» Task prompt
Find every line of the data below that has "cliff" in it. Reply with the number only.

Saved entries:

---*---

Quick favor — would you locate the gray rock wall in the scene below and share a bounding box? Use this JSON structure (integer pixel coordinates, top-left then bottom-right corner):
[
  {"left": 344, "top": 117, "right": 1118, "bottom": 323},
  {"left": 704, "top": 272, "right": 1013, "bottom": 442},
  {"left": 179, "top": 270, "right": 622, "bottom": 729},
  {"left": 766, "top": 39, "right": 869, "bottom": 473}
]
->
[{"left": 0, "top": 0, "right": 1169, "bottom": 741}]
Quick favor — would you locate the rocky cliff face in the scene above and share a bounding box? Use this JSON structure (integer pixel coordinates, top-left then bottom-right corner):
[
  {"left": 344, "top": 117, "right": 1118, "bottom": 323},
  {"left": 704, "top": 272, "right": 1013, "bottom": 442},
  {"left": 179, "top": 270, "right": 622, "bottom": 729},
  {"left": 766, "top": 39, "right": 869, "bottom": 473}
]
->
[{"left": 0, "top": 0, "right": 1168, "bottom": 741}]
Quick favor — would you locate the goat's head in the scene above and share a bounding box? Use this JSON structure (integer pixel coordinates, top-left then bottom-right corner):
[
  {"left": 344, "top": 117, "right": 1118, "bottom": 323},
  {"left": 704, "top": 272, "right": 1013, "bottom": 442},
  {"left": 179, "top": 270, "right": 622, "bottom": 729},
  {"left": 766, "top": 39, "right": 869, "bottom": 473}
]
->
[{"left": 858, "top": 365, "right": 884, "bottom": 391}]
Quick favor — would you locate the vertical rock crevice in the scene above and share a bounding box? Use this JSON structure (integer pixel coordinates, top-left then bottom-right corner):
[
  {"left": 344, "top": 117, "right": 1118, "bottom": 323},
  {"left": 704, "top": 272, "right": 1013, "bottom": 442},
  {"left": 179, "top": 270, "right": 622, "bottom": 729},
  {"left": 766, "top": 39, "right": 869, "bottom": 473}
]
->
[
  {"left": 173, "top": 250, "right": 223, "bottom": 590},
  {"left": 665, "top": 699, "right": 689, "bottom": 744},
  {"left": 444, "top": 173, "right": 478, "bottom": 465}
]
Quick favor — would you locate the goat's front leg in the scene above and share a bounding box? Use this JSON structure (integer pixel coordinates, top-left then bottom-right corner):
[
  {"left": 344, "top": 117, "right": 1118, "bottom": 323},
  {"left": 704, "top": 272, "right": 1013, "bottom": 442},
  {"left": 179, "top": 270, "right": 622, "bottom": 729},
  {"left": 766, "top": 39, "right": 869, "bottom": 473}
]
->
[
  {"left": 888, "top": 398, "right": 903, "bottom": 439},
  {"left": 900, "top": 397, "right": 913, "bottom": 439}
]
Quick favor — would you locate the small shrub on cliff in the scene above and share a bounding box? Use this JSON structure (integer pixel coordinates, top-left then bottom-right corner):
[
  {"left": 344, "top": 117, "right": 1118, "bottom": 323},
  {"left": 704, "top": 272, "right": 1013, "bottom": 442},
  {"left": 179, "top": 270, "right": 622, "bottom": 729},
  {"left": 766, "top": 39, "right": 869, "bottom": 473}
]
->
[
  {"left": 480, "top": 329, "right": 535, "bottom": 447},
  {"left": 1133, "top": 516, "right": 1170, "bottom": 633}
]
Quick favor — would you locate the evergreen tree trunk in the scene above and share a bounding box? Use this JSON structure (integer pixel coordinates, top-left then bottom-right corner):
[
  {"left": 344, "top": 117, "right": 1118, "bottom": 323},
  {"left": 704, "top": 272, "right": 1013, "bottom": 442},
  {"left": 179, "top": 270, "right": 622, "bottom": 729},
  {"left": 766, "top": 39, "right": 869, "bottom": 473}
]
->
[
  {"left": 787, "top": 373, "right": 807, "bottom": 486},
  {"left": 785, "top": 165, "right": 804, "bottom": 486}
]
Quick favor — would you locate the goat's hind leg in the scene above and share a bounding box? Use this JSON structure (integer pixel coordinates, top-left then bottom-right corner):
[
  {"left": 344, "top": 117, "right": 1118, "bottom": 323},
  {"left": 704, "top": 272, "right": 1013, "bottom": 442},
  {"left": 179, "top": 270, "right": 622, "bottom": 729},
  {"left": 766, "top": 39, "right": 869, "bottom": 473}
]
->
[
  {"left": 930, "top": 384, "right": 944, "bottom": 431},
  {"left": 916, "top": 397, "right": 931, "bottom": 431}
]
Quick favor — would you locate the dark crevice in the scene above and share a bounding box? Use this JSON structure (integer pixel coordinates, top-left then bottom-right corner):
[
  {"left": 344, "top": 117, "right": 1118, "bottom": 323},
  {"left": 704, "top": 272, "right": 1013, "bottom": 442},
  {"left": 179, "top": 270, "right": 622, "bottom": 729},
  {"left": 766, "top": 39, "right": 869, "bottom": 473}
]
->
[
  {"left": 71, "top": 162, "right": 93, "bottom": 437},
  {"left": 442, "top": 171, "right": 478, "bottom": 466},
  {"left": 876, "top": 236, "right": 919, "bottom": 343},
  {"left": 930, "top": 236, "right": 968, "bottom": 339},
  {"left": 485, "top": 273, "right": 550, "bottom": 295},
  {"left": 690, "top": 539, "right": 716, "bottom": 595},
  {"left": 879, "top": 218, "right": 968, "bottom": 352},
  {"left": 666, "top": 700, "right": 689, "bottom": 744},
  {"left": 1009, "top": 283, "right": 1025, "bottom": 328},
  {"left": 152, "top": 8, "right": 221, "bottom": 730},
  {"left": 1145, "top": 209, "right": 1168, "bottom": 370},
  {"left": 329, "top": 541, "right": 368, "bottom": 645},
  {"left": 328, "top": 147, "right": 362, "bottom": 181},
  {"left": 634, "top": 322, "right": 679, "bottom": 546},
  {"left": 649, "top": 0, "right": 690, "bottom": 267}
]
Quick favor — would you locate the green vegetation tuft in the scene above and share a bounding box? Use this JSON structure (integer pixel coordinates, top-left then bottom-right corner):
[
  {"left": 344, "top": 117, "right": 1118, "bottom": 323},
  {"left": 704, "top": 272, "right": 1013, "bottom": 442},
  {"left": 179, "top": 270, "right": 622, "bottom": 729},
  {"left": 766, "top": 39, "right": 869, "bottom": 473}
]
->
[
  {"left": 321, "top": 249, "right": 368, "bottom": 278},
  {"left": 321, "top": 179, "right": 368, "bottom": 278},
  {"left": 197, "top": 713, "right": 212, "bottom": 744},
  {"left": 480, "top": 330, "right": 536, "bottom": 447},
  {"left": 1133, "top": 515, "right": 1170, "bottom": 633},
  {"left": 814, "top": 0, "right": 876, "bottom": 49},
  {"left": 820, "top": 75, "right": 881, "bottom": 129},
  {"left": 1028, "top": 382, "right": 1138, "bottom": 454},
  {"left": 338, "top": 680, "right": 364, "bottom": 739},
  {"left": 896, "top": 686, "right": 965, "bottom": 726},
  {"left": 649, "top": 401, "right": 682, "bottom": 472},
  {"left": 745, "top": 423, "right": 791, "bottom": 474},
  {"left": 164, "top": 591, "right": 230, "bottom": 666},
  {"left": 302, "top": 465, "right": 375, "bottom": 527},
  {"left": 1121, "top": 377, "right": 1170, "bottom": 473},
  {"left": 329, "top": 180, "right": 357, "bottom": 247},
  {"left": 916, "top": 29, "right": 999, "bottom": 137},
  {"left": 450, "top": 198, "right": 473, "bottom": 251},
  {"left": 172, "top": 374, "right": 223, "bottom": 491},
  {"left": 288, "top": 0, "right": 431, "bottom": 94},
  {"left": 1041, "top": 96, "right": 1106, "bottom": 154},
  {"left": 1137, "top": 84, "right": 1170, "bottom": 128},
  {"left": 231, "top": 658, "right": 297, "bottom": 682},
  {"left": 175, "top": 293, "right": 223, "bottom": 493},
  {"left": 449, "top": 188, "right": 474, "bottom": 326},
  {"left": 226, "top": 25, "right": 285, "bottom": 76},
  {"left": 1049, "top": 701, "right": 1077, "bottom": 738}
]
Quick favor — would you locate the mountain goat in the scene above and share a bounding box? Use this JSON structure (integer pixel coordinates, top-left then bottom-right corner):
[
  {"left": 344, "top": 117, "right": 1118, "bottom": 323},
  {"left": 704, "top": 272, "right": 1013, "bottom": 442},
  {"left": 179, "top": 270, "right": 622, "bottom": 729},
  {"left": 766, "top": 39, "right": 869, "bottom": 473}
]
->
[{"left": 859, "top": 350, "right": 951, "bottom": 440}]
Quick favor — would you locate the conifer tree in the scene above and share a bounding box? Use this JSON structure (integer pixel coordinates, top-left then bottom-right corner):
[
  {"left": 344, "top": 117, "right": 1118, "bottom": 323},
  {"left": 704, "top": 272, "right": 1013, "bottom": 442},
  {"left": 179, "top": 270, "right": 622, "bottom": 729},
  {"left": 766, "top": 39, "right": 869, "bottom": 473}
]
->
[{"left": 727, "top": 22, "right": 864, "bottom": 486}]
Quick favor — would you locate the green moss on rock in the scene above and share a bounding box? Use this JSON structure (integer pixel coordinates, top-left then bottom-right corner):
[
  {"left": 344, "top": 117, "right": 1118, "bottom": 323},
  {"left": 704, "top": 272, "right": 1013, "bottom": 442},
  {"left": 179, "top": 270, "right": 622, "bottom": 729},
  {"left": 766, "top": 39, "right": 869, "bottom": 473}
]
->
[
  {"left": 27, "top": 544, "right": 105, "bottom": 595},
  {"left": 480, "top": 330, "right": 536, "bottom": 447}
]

---*---

» Result
2